**What is required**
Exactly as they appear, output all of the records. Skip any images.

**Extracted data**

########

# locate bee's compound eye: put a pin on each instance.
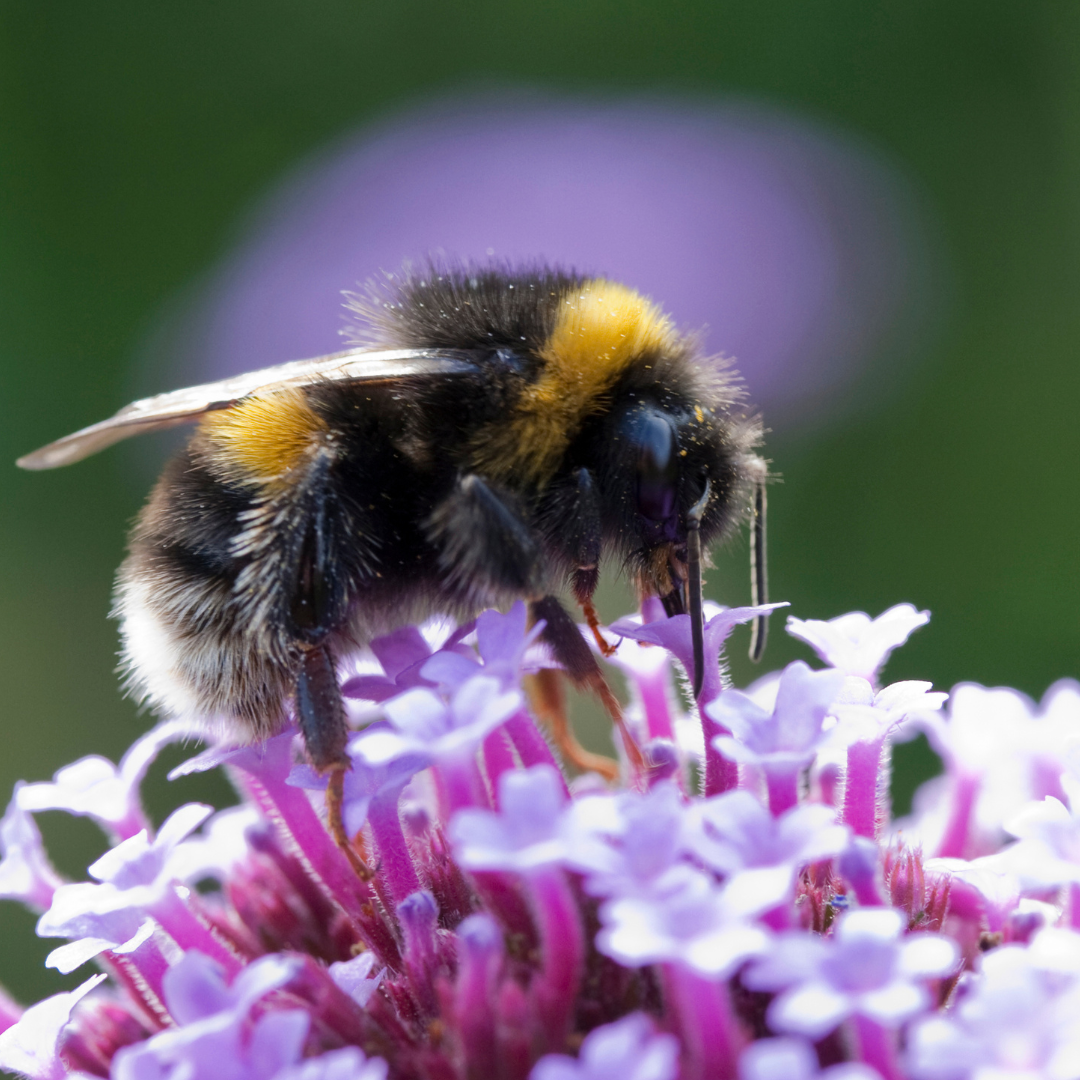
(652, 440)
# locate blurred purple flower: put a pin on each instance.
(31, 1047)
(524, 835)
(787, 1058)
(26, 874)
(795, 246)
(856, 644)
(95, 787)
(134, 882)
(1018, 1017)
(214, 1038)
(689, 921)
(867, 969)
(624, 845)
(630, 1049)
(733, 833)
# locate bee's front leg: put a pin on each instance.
(321, 715)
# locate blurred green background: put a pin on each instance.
(133, 136)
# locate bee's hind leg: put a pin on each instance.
(570, 650)
(321, 714)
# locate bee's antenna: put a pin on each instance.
(693, 586)
(758, 575)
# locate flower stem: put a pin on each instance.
(704, 1022)
(721, 774)
(876, 1047)
(563, 950)
(190, 932)
(862, 788)
(498, 758)
(955, 841)
(395, 863)
(783, 786)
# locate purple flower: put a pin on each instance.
(854, 643)
(134, 880)
(787, 1058)
(629, 1049)
(791, 734)
(95, 787)
(1018, 1017)
(214, 1038)
(674, 634)
(690, 921)
(868, 969)
(25, 872)
(349, 1063)
(1048, 852)
(788, 241)
(502, 642)
(866, 715)
(31, 1047)
(624, 845)
(1001, 751)
(734, 834)
(524, 835)
(423, 725)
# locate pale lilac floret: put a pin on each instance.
(95, 787)
(675, 635)
(214, 852)
(792, 733)
(355, 976)
(31, 1047)
(134, 880)
(865, 714)
(655, 709)
(790, 1058)
(1020, 1016)
(625, 844)
(365, 781)
(26, 874)
(733, 833)
(468, 952)
(1048, 852)
(630, 1049)
(214, 1038)
(349, 1063)
(856, 644)
(867, 969)
(1000, 751)
(423, 725)
(503, 643)
(689, 921)
(524, 835)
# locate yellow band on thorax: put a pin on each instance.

########

**Solved problem**
# locate bee's compound eye: put a pin on each instance.
(652, 440)
# locate blurred purple flower: put a pin on each instance.
(31, 1047)
(524, 835)
(787, 1058)
(26, 874)
(795, 246)
(856, 644)
(95, 787)
(134, 882)
(1018, 1017)
(214, 1038)
(689, 921)
(867, 969)
(624, 845)
(630, 1049)
(733, 833)
# locate bee's front leg: put a pin on each instance.
(321, 715)
# locate blurred green background: put a pin on each instance.
(133, 136)
# locate bee's hind leg: put a pin on each instance.
(570, 650)
(321, 714)
# locate bee's antenna: put a pin on each instance.
(693, 586)
(758, 575)
# locate flower stem: put a pin on each instance.
(704, 1022)
(721, 774)
(876, 1047)
(563, 950)
(190, 932)
(862, 788)
(498, 758)
(955, 841)
(395, 863)
(783, 786)
# locate purple flower: put a pin on each instance.
(854, 643)
(134, 880)
(787, 1058)
(629, 1049)
(791, 734)
(95, 787)
(1018, 1017)
(214, 1038)
(674, 634)
(690, 921)
(868, 969)
(25, 872)
(349, 1063)
(1048, 852)
(788, 241)
(502, 642)
(866, 715)
(31, 1047)
(624, 845)
(1001, 751)
(734, 834)
(524, 835)
(423, 725)
# locate pale lilac floret: put a pin on each instance.
(95, 787)
(675, 635)
(214, 852)
(792, 733)
(355, 976)
(31, 1047)
(134, 880)
(865, 714)
(655, 709)
(790, 1058)
(1020, 1016)
(625, 844)
(365, 781)
(26, 874)
(733, 833)
(468, 952)
(1048, 852)
(630, 1049)
(214, 1038)
(349, 1063)
(856, 644)
(867, 969)
(1000, 751)
(423, 725)
(503, 643)
(689, 921)
(524, 835)
# locate yellow band on thorax: put a pin on each instance.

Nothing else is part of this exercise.